● **EXERCISE PROMPT**
Produce an exact copy of all the records.

Excerpts of location labeling data
__________
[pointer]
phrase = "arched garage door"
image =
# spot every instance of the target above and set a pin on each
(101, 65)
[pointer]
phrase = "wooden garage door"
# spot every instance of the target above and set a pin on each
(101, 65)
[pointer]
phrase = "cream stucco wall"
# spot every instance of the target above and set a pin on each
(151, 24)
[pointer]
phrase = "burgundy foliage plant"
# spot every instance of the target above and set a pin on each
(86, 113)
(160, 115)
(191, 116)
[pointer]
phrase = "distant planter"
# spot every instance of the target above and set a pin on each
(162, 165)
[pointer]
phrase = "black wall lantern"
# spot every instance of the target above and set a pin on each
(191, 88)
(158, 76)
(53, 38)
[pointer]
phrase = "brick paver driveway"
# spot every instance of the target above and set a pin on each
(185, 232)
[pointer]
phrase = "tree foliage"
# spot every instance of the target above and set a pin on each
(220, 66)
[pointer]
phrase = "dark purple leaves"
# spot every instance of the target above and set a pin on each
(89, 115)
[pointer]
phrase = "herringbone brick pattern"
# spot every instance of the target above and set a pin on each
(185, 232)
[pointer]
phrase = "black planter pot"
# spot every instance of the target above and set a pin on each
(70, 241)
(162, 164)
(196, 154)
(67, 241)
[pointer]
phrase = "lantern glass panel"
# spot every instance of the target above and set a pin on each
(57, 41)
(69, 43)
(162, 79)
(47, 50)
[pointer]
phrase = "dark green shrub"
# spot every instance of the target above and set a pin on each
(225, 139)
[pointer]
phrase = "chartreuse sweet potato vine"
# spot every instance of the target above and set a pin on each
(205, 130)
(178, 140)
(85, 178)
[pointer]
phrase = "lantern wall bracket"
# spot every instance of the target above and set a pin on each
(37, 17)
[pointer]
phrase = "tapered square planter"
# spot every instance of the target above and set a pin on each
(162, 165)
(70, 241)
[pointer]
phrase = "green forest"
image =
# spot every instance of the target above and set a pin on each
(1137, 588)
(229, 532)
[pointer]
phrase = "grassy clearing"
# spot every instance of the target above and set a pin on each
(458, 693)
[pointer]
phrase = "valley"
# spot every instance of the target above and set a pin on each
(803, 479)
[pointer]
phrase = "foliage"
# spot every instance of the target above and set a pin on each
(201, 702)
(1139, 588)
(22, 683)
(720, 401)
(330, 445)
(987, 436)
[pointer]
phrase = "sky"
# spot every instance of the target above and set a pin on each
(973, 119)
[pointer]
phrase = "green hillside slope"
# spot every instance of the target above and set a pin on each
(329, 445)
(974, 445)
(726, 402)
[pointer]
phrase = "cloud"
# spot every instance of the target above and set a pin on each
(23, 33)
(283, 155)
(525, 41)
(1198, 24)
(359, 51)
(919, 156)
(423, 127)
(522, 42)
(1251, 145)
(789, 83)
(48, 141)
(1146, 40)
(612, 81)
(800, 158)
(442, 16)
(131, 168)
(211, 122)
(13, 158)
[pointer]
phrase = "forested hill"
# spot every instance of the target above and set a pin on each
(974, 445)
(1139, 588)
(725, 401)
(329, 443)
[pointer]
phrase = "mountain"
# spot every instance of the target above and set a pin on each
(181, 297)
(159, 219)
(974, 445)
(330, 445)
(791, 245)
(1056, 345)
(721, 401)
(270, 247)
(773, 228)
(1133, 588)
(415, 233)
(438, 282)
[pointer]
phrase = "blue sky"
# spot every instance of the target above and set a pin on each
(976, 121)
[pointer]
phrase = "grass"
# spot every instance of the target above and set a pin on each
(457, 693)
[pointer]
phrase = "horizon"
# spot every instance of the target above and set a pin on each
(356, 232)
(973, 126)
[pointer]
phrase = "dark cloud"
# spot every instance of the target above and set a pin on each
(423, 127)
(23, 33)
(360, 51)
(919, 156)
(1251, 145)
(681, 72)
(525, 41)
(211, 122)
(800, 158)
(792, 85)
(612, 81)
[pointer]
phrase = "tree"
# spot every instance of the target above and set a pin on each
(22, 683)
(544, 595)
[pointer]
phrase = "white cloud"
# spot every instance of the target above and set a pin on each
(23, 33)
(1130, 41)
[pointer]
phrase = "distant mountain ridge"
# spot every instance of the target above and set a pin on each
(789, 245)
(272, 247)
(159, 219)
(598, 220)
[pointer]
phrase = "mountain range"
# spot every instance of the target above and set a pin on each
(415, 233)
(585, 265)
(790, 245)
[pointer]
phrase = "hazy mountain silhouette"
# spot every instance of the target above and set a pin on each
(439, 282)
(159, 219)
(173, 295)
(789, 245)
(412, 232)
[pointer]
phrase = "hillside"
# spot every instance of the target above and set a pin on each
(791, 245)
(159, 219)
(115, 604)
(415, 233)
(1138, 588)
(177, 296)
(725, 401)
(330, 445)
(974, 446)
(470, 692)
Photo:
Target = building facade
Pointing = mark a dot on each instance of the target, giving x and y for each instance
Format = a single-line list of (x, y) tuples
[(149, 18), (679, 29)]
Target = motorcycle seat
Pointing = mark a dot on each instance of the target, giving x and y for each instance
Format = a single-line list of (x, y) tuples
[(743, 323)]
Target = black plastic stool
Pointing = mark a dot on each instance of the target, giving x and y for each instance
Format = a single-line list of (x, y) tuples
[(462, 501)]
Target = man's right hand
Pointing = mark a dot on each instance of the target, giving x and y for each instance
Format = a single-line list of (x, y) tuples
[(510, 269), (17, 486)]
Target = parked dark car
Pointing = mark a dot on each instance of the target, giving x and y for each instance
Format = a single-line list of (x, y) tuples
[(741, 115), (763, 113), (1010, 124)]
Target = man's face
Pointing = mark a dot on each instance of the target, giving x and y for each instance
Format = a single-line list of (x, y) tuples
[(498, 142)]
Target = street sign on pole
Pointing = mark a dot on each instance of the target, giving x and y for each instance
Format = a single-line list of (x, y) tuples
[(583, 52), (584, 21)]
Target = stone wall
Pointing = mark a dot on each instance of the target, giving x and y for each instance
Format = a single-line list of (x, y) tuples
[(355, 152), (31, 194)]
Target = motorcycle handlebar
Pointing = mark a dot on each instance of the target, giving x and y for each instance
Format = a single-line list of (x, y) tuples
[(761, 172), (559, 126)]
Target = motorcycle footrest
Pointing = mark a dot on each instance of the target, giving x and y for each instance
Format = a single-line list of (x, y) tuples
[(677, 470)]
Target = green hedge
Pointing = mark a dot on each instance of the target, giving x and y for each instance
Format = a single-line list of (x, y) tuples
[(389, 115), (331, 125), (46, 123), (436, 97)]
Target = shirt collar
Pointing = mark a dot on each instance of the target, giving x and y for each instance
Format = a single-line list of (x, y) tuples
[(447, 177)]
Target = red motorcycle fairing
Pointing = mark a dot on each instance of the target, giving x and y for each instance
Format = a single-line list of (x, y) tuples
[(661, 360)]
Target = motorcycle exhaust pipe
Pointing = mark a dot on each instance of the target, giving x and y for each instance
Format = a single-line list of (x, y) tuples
__________
● **PROBLEM SOLUTION**
[pointer]
phrase = "arched garage door"
image =
# spot every instance of the target above and set a pin on each
(101, 65)
[pointer]
phrase = "wooden garage door"
# spot every instance of the target above and set a pin on each
(101, 65)
[pointer]
phrase = "cream stucco wall"
# spot every instance of the target above and set a pin on each
(151, 24)
[pointer]
phrase = "burgundy foliage plant"
# spot every instance of the target above and set a pin on each
(86, 113)
(160, 115)
(191, 116)
[pointer]
phrase = "distant planter"
# spot every instance of the target above and set a pin on each
(162, 165)
[pointer]
phrase = "black wall lantern"
# spot every instance of the target above and set a pin on each
(191, 88)
(158, 76)
(53, 38)
[pointer]
phrase = "brick paver driveway"
# spot every instance of the target above and set a pin on each
(185, 232)
[pointer]
phrase = "tree foliage"
# spot every instance of the target above and set a pin on each
(220, 66)
[pointer]
phrase = "dark purple leaves"
# spot every instance of the target above and set a pin on each
(89, 115)
[pointer]
phrase = "herringbone brick pattern"
# spot every instance of the target above and set a pin on each
(185, 232)
[pointer]
phrase = "black planter pot"
# spot every instance of the target above and set a pin on each
(70, 241)
(162, 164)
(196, 154)
(67, 241)
[pointer]
phrase = "lantern glass panel"
# spot every instance of the target above and set a pin on each
(57, 41)
(69, 43)
(162, 79)
(47, 50)
[pointer]
phrase = "dark green shrub"
# spot every instance of the target above and set a pin on each
(225, 139)
[pointer]
phrase = "chartreuse sweet potato vine"
# spot every instance of the target above and set a pin on each
(205, 130)
(178, 140)
(85, 178)
[pointer]
phrase = "lantern wall bracket"
# spot every instance of the target above and set a pin on each
(37, 17)
[pointer]
phrase = "tapered square planter"
# spot every instance of the target above and set a pin on each
(162, 165)
(70, 241)
[pointer]
phrase = "green forest"
image =
# spot every instance of the target above and set a pin on each
(1137, 588)
(229, 532)
[pointer]
phrase = "grassy clearing"
# spot every instance of the target above and set a pin on each
(458, 693)
[pointer]
phrase = "valley"
# spot every instance of the target above and set a pin on each
(803, 479)
[pointer]
phrase = "foliage"
# spot every instance of the target above and set a pin on each
(201, 702)
(1139, 588)
(22, 683)
(720, 401)
(330, 445)
(987, 436)
[pointer]
phrase = "sky"
# spot every instance of the target above and set a pin on each
(973, 119)
[pointer]
phrase = "green hillside slope"
# spot every instance of the target above and set a pin on each
(329, 445)
(974, 445)
(726, 402)
[pointer]
phrase = "cloud"
# spot every instance of the target above and set a pin on each
(23, 33)
(283, 155)
(525, 41)
(1198, 24)
(359, 51)
(919, 156)
(423, 127)
(522, 42)
(1251, 145)
(789, 83)
(48, 141)
(1146, 40)
(612, 81)
(800, 158)
(442, 16)
(131, 168)
(211, 122)
(13, 158)
[pointer]
phrase = "forested hill"
# spot every instance of the target above and set a pin on each
(974, 445)
(1139, 588)
(725, 401)
(329, 443)
[pointer]
phrase = "mountain"
# spot every instance of the target above and set a pin on each
(181, 297)
(159, 219)
(974, 445)
(330, 445)
(791, 245)
(1056, 345)
(721, 401)
(270, 247)
(773, 228)
(1133, 588)
(415, 233)
(438, 282)
[pointer]
phrase = "blue sky"
# spot every instance of the target above and set a pin on each
(976, 121)
[pointer]
phrase = "grass"
# spot every instance of the target above and set a pin on each
(457, 693)
[pointer]
phrase = "horizon"
# spot every instance of the target above and set a pin on each
(356, 232)
(973, 126)
[pointer]
phrase = "dark cloud"
# spot every instance of the target above and set a pin on each
(423, 127)
(23, 33)
(360, 51)
(919, 156)
(1251, 145)
(681, 72)
(525, 41)
(211, 122)
(800, 158)
(792, 85)
(612, 81)
[pointer]
phrase = "tree"
# spot every instance of the target above and set a pin on each
(22, 683)
(544, 595)
[pointer]
phrase = "white cloud"
# spot every instance of the target above and set a pin on each
(23, 33)
(1130, 41)
[pointer]
phrase = "distant mountain ridge"
# spot every instance of the target above and set a pin on each
(789, 245)
(272, 247)
(159, 219)
(598, 220)
[pointer]
phrase = "mountain range"
# spot every instance of the target above and set a pin on each
(415, 233)
(585, 265)
(790, 245)
[pointer]
phrase = "hazy mountain silhouette"
# spot every instance of the target above and set a pin on each
(439, 282)
(159, 219)
(173, 295)
(789, 245)
(412, 232)
[pointer]
phrase = "hillside"
# spot every instance of the target above and set a pin on each
(791, 245)
(159, 219)
(115, 604)
(415, 233)
(1138, 588)
(177, 296)
(725, 401)
(330, 445)
(974, 446)
(470, 692)
Photo:
Target = building facade
Pointing = mark a dot on each instance of the target, giving x and y for each instance
Format = a single-line list of (x, y) tuples
[(149, 18), (679, 29)]
Target = motorcycle seat
Pointing = mark a dot on each instance of the target, giving x and y for each instance
Format = a single-line list of (x, y) tuples
[(743, 323)]
Target = black plastic stool
Pointing = mark a dot on each instance of the target, giving x and y for each instance
Format = a single-line list of (x, y) tuples
[(462, 501)]
Target = man's right hand
Pointing = mark a dot on each instance of the target, giving x and y for each instance
Format = a single-line list of (x, y) tuples
[(510, 269), (17, 486)]
Target = parked dark car
Pointing = mark a dot on each instance of the target, giving x and y for each instance
Format = a single-line list of (x, y) tuples
[(741, 115), (763, 113), (1010, 124)]
Target = man's face
Pointing = mark a dot on each instance of the target, giving x and y for each instance
Format = a single-line list of (x, y) tuples
[(498, 142)]
Target = street sign on pole
Pointing = mark a dot on each instance of the target, giving x and y for each instance
Format = a single-line list of (x, y) tuples
[(583, 52), (584, 21)]
Target = stone wall
Pointing = mark a dot on each instance of the target, giving x and y for each instance
Format = a single-line list of (x, y) tuples
[(355, 152), (31, 194)]
Target = motorcycle handlebar
Pointing = mark a dot on each instance of the target, giving x and y for each instance
Format = a single-line list of (x, y) tuples
[(761, 172), (559, 126)]
Target = motorcycle footrest
Pointing = mark a dot on each instance of the target, giving x and y for each instance
Format = a single-line list of (x, y) tuples
[(677, 470)]
Target = green hedge
Pointing = mark a dot on each instance of the target, giving x and y for each instance
Format = a single-line list of (x, y) tuples
[(389, 115), (331, 125), (46, 123), (436, 97)]
Target = shirt collar
Pointing = mark a dot on each instance of the target, giving x and y for each instance
Format = a single-line list of (x, y) tuples
[(447, 177)]
Target = red motorcycle fairing
Pointing = mark a dot on each instance of the target, giving x and y for each instance
Format = a single-line list of (x, y) tuples
[(661, 360)]
Target = motorcycle exhaust pipe
Pointing = mark a dot on each instance of the target, giving x and y for each instance
Format = a single-line list of (x, y) tuples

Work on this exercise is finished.